Recorded data

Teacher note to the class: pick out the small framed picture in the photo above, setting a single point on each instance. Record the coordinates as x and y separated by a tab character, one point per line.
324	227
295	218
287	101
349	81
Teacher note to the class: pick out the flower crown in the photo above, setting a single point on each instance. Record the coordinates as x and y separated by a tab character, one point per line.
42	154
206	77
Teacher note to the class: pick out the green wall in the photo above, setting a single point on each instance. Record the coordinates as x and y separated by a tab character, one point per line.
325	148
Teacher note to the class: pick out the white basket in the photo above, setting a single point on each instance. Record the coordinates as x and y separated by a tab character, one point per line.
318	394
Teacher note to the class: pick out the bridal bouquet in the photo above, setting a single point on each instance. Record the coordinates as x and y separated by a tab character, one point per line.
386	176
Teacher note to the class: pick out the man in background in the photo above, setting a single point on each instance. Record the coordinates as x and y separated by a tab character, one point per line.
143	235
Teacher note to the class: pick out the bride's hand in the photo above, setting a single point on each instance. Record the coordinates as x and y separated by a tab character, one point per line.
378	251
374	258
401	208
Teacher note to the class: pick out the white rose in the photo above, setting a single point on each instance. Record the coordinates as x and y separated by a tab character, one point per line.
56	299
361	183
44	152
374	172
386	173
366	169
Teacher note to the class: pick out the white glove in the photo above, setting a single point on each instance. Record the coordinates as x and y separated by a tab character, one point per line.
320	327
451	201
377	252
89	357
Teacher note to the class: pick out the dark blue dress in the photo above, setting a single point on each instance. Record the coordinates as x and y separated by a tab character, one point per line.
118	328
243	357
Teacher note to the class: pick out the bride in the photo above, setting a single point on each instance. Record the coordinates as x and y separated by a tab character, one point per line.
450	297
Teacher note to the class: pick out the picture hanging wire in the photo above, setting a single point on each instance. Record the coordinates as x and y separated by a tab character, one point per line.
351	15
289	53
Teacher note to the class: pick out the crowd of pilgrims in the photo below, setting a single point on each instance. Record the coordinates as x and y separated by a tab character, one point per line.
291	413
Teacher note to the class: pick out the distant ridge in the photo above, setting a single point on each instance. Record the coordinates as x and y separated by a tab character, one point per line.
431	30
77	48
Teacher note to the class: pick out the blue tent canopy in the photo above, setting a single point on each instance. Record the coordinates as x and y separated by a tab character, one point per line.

**WHAT NEEDS TO BE DONE**
Every record above must be duplicated exactly.

**OUTPUT BELOW**
Teacher note to the class: pick out the small framed picture in the photo above, setting a single point on each instance. Record the coordinates as x and y separated by a tab character, one point per line.
324	227
295	218
287	101
349	81
Teacher note to the class: pick out the flower crown in the photo above, setting a single point on each instance. Record the coordinates as x and y separated by a tab character, one point per line.
42	154
206	77
Teacher note to the class: pick out the green wall in the photo above, setting a single point on each instance. Record the coordinates as x and y separated by a tab character, one point per line.
325	148
Teacher note to the class: pick out the white basket in the photo above, setting a single point on each instance. Record the coordinates as x and y separated by a tab character, one point per line.
318	394
Teacher note to the class: pick out the bridal bouquet in the photo above, setting a single point on each instance. Record the coordinates as x and y separated by a tab character, one point per line.
386	176
Teacher note to the class: pick out the man in background in the photo above, setting a single point on each instance. Record the coordinates as x and y separated by a tab character, one point per line.
143	235
Teacher note to the class: pick out the bride's hand in the photo above, setting a single point on each instance. Record the coordinates as x and y separated by a tab character, one point per line.
378	251
374	258
401	208
Teacher note to the class: pick out the white rose in the photo above, setting a single point on each instance. Record the coordinates as x and y separated by a tab character, one point per line.
56	299
361	183
44	152
374	172
386	173
366	169
Teacher note to the class: pick out the white glove in the photo above, setting a single point on each instance. Record the coordinates as x and y separated by a tab character, one point per line.
320	327
451	201
377	252
89	357
Teacher note to the class: pick out the dark blue dress in the photo above, setting a single point on each instance. Record the coordinates as x and y separated by a tab character, one point per line.
118	328
243	357
Teacher note to the class: pick out the bride in the photo above, setting a single point on each instance. Record the coordinates as x and y separated by a tab character, one point per line.
450	297
Teacher note to the class: pick out the picture hanging wire in the photo above, setting a single point on each instance. Record the coordinates as x and y separated by a tab character, one point per line.
351	15
289	53
Teacher note to the class: pick out the crowd of pilgrims in the photo below, setting a single point on each instance. Record the coordinates as x and y separated by a tab character, one point per line.
291	413
Teacher note to the class: pick out the distant ridge in the photo above, setting a single point on each instance. Record the coordinates as x and y separated by a tab character, one point per line.
431	30
77	48
Teacher note to the class: pick out the blue tent canopy in the photo above, setting a single point on each instance. Record the coordinates as x and y separated by a tab character, one point per line.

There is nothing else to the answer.